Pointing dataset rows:
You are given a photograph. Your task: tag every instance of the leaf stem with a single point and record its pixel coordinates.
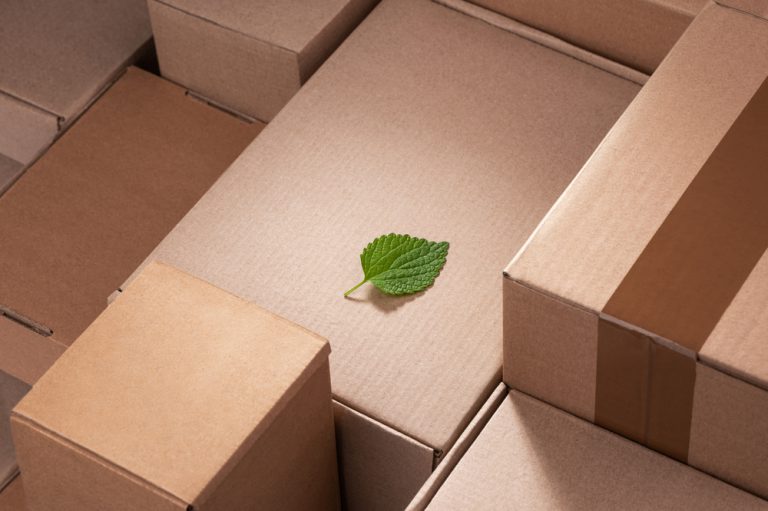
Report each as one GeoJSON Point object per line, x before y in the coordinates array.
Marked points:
{"type": "Point", "coordinates": [351, 290]}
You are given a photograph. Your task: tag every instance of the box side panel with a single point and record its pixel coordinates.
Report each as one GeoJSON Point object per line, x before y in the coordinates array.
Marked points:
{"type": "Point", "coordinates": [449, 462]}
{"type": "Point", "coordinates": [292, 466]}
{"type": "Point", "coordinates": [638, 33]}
{"type": "Point", "coordinates": [729, 430]}
{"type": "Point", "coordinates": [247, 75]}
{"type": "Point", "coordinates": [381, 469]}
{"type": "Point", "coordinates": [25, 131]}
{"type": "Point", "coordinates": [550, 349]}
{"type": "Point", "coordinates": [11, 392]}
{"type": "Point", "coordinates": [58, 475]}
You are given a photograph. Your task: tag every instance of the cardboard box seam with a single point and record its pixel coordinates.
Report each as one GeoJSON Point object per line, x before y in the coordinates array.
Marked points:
{"type": "Point", "coordinates": [95, 458]}
{"type": "Point", "coordinates": [546, 40]}
{"type": "Point", "coordinates": [223, 27]}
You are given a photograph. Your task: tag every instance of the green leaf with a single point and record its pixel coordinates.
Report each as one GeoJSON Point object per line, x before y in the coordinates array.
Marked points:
{"type": "Point", "coordinates": [399, 264]}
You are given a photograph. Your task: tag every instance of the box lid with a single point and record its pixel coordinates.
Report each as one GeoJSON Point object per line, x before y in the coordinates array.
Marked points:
{"type": "Point", "coordinates": [534, 456]}
{"type": "Point", "coordinates": [59, 55]}
{"type": "Point", "coordinates": [665, 227]}
{"type": "Point", "coordinates": [86, 214]}
{"type": "Point", "coordinates": [288, 24]}
{"type": "Point", "coordinates": [174, 381]}
{"type": "Point", "coordinates": [375, 143]}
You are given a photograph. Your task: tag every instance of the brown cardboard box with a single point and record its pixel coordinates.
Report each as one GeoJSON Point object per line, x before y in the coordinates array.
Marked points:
{"type": "Point", "coordinates": [56, 57]}
{"type": "Point", "coordinates": [535, 457]}
{"type": "Point", "coordinates": [640, 301]}
{"type": "Point", "coordinates": [462, 131]}
{"type": "Point", "coordinates": [180, 396]}
{"type": "Point", "coordinates": [637, 33]}
{"type": "Point", "coordinates": [250, 56]}
{"type": "Point", "coordinates": [86, 214]}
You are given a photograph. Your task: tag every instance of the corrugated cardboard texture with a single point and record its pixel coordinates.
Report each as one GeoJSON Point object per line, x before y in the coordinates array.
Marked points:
{"type": "Point", "coordinates": [11, 392]}
{"type": "Point", "coordinates": [90, 210]}
{"type": "Point", "coordinates": [175, 384]}
{"type": "Point", "coordinates": [378, 142]}
{"type": "Point", "coordinates": [594, 235]}
{"type": "Point", "coordinates": [638, 33]}
{"type": "Point", "coordinates": [58, 55]}
{"type": "Point", "coordinates": [532, 456]}
{"type": "Point", "coordinates": [449, 462]}
{"type": "Point", "coordinates": [250, 56]}
{"type": "Point", "coordinates": [12, 497]}
{"type": "Point", "coordinates": [9, 170]}
{"type": "Point", "coordinates": [25, 131]}
{"type": "Point", "coordinates": [729, 430]}
{"type": "Point", "coordinates": [380, 467]}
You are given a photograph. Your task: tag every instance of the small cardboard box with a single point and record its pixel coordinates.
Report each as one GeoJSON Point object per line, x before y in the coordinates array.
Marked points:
{"type": "Point", "coordinates": [56, 58]}
{"type": "Point", "coordinates": [250, 56]}
{"type": "Point", "coordinates": [463, 131]}
{"type": "Point", "coordinates": [641, 302]}
{"type": "Point", "coordinates": [637, 33]}
{"type": "Point", "coordinates": [182, 397]}
{"type": "Point", "coordinates": [87, 213]}
{"type": "Point", "coordinates": [533, 456]}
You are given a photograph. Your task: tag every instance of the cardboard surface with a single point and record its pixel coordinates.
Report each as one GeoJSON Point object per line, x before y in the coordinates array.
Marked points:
{"type": "Point", "coordinates": [658, 258]}
{"type": "Point", "coordinates": [366, 149]}
{"type": "Point", "coordinates": [251, 57]}
{"type": "Point", "coordinates": [638, 33]}
{"type": "Point", "coordinates": [190, 391]}
{"type": "Point", "coordinates": [90, 210]}
{"type": "Point", "coordinates": [533, 456]}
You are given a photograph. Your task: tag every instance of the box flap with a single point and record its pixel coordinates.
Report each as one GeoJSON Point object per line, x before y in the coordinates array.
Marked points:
{"type": "Point", "coordinates": [58, 55]}
{"type": "Point", "coordinates": [534, 456]}
{"type": "Point", "coordinates": [288, 24]}
{"type": "Point", "coordinates": [369, 147]}
{"type": "Point", "coordinates": [86, 214]}
{"type": "Point", "coordinates": [196, 373]}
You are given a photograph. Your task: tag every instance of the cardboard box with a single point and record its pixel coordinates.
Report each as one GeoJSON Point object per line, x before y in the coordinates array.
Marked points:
{"type": "Point", "coordinates": [181, 396]}
{"type": "Point", "coordinates": [88, 212]}
{"type": "Point", "coordinates": [250, 56]}
{"type": "Point", "coordinates": [441, 136]}
{"type": "Point", "coordinates": [640, 301]}
{"type": "Point", "coordinates": [535, 457]}
{"type": "Point", "coordinates": [637, 33]}
{"type": "Point", "coordinates": [56, 58]}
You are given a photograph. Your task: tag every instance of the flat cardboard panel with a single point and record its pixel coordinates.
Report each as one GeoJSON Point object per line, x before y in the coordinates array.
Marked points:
{"type": "Point", "coordinates": [58, 55]}
{"type": "Point", "coordinates": [198, 374]}
{"type": "Point", "coordinates": [25, 131]}
{"type": "Point", "coordinates": [381, 469]}
{"type": "Point", "coordinates": [376, 143]}
{"type": "Point", "coordinates": [729, 426]}
{"type": "Point", "coordinates": [596, 232]}
{"type": "Point", "coordinates": [535, 457]}
{"type": "Point", "coordinates": [638, 33]}
{"type": "Point", "coordinates": [86, 214]}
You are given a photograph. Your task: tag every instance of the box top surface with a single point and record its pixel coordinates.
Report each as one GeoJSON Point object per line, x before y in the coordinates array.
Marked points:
{"type": "Point", "coordinates": [668, 252]}
{"type": "Point", "coordinates": [58, 55]}
{"type": "Point", "coordinates": [85, 215]}
{"type": "Point", "coordinates": [174, 381]}
{"type": "Point", "coordinates": [289, 24]}
{"type": "Point", "coordinates": [539, 457]}
{"type": "Point", "coordinates": [375, 143]}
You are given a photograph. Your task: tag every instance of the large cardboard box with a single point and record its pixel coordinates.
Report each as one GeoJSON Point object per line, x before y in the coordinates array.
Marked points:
{"type": "Point", "coordinates": [250, 56]}
{"type": "Point", "coordinates": [641, 302]}
{"type": "Point", "coordinates": [181, 396]}
{"type": "Point", "coordinates": [56, 57]}
{"type": "Point", "coordinates": [87, 213]}
{"type": "Point", "coordinates": [637, 33]}
{"type": "Point", "coordinates": [533, 456]}
{"type": "Point", "coordinates": [462, 131]}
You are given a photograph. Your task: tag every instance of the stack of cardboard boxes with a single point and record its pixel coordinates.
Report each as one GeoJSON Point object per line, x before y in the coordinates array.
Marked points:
{"type": "Point", "coordinates": [636, 303]}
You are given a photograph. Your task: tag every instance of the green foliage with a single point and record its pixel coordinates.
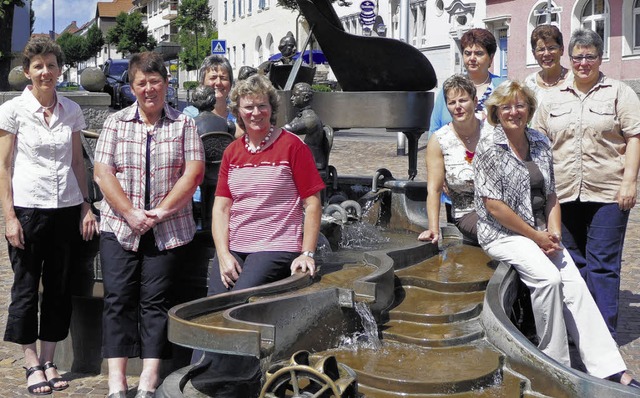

SHORT PROBLEM -
Count the lines in the rows above that contain the word "panel". Give only the number.

TASK ANSWER -
2